- Data records -
______________________________

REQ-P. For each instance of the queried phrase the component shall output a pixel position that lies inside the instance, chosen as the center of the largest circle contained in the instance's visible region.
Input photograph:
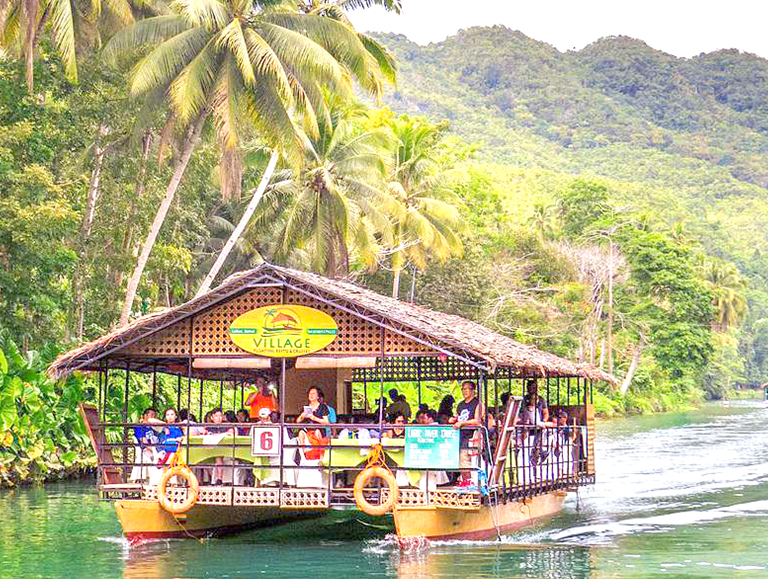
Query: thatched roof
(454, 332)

______________________________

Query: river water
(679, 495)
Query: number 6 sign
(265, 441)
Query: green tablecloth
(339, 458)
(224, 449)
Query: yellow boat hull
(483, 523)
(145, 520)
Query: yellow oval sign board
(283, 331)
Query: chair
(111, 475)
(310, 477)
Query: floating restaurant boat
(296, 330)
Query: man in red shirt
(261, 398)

______________________________

- Exercise prompt -
Which lines in the entries above contain the string "sign"? Extract each of those lines in full, and treat uppercase and lowercase letters as distinct.

- Response for this exercise -
Query: number 6 sign
Query: yellow oval sign board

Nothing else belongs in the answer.